Available data:
Segment Open

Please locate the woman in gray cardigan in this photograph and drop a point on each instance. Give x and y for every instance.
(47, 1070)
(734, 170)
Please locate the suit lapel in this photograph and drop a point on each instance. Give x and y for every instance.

Segment Closed
Segment Open

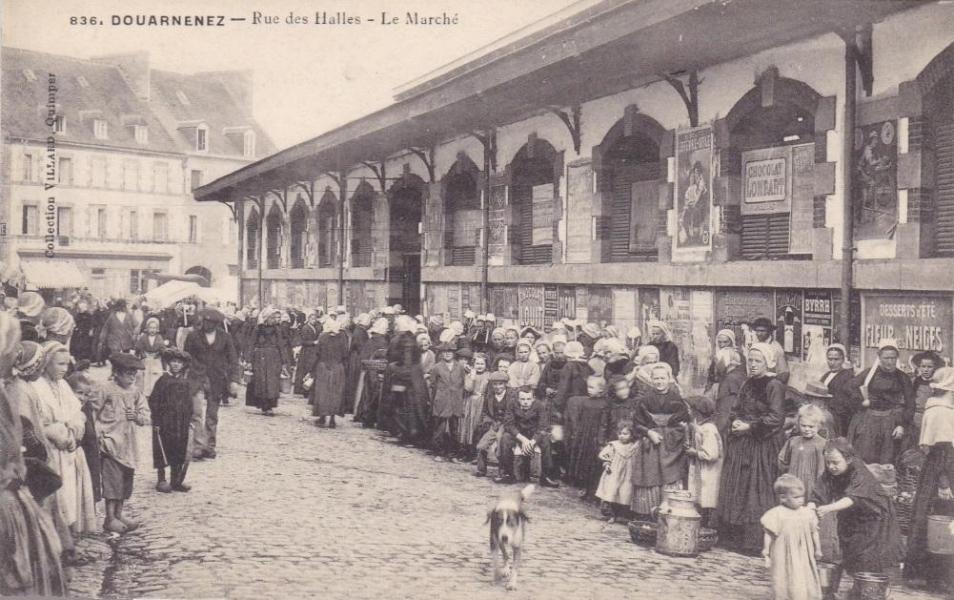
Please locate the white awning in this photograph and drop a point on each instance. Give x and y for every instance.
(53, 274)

Segment Closed
Segment Open

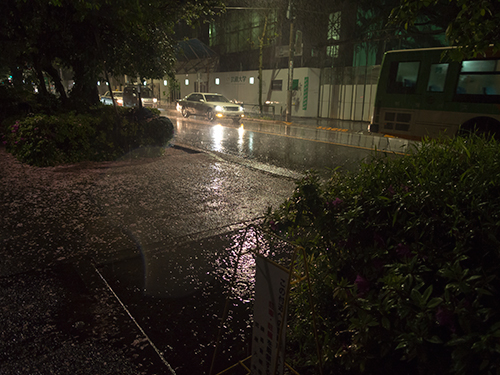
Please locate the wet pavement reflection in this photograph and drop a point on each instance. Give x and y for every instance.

Segment Closed

What is being asked: Using the data above, print exactly the lines from the line that contains "Please locate the woman" through the line that contains "Please locate the suit", with both included.

Result:
Please locate the woman in gray cardigan in this photograph and drop a point on each instance. Give x and y for every instance.
(47, 1070)
(734, 170)
Please locate the suit lapel in this photograph and drop a point on each instance. Give x and y for every instance.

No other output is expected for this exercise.